____ Text excerpt

Dentist: I have to pull the aching tooth, but don’t worry it will take just five minutes.
Patient: And how much will it cost?
Dentist: It’s $290.00.
Patient: $290 for just a few minutes work???
Dentist: I can extract it very slowly if you like?
Son to dad: “Dad, why don’t you buy me a car?”
Dad: “My dear son, God gave you two legs for what purpose?”
Son: “One leg is for the brake and the other for the accelerator.”
An accountant is in a car traveling with a farmer client around his farm. They pass a large group of sheep and the farmer says, “You’re pretty good with numbers, Keith. How many sheep do you reckon are in that paddock?”
The accountant looks at the sheep for a moment and says, “One thousand, eight hundred and thirty two.”
The farmer is amazed. “Exactly right,” he says. “How did you work that out so fast?”
“Easy,” says the accountant, “I counted the number of feet and divided by four.”
Muldoon lived alone in the Irish countryside with only a pet dog for company. One day the dog died, and Muldoon went to the parish priest and asked, “Father, my dog is dead. Could ya’ be saying’ a mass for the poor creature?”
Father Patrick replied, “I’m afraid not; we cannot have services for an animal in the church. But there are some Baptists down the lane, and there’s no tellin’ what they believe. Maybe they’ll do something for the creature.”
Muldoon said, “I’ll go right away Father. Do ya’ think $5,000 is enough to donate to them for the service?”
Father Patrick exclaimed, “Sweet Mary, Mother of Jesus! Why didn’t ya tell me the dog was Catholic?”
A man was leaving a convenience store with his morning coffee when he noticed a most unusual funeral procession approaching the nearby cemetery.
A long black hearse was followed by a second long black hearse about 50 feet behind the first one.
Behind the second hearse was a solitary man walking a dog on a leash.
Behind him, a short distance back, were about 200 men walking single file.
The man couldn’t stand the curiosity. He respectfully approached the man walking the dog and said, “I am so sorry for your loss, and this may be a bad time to disturb you, but I’ve never seen a funeral like this. Whose funeral is it?”
”What happened to her?’
The man replied, “My dog attacked and killed her.”
He inquired further, “But who is in the second hearse?”
The man answered, “My mother-in-law. She was trying to help my wife when the dog turned on her.”
A poignant and thoughtful moment of silence passed between the two men.
“Can I borrow the dog?”
The man replied, “Get in line.”

________

_Task instructions:_ In the jokes, how did the accountant work out the number of sheep in the paddock so fast? Answer in one to three sentences.

____ Data section

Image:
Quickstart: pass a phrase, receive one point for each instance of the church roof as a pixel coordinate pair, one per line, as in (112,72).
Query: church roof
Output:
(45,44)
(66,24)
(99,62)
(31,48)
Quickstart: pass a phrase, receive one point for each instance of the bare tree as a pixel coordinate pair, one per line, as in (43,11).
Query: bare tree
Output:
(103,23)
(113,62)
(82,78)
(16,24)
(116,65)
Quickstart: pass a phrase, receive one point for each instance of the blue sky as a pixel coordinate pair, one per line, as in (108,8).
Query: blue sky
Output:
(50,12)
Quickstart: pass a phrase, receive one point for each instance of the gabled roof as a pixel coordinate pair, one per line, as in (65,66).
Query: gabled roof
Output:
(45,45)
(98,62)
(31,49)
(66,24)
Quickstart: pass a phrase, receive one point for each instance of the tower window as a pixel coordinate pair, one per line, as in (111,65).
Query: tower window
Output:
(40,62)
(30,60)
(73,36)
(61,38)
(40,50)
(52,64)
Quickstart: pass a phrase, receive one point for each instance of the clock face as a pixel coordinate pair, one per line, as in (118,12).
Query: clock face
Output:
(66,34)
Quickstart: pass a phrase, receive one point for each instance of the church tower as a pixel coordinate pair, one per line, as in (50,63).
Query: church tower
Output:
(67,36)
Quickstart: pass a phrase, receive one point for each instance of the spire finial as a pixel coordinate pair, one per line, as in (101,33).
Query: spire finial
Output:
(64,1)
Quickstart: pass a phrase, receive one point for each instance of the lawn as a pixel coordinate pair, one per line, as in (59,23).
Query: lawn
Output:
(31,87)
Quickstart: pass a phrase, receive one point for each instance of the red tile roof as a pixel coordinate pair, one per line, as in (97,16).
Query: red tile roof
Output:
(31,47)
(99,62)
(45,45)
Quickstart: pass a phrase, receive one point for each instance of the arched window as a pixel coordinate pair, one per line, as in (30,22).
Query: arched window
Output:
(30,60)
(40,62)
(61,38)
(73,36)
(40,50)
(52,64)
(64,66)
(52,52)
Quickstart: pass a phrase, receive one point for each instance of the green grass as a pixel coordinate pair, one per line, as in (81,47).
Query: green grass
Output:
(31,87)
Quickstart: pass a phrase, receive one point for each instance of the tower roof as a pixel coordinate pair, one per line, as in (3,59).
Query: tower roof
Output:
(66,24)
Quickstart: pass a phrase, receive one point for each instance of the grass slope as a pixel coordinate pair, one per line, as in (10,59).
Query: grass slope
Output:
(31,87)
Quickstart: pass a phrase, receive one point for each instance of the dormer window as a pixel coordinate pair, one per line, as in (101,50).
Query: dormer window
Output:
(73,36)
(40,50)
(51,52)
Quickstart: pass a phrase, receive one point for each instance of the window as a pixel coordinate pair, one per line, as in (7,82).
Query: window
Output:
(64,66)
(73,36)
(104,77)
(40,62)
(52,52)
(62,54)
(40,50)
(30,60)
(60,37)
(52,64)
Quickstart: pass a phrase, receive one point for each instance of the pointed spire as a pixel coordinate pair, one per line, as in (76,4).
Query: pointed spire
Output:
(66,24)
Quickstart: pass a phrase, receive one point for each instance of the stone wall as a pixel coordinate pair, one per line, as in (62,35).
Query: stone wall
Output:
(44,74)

________

_Solution for this problem:_ He counted the number of feet and divided by four. That gave him one thousand, eight hundred and thirty two, which the farmer said was exactly right.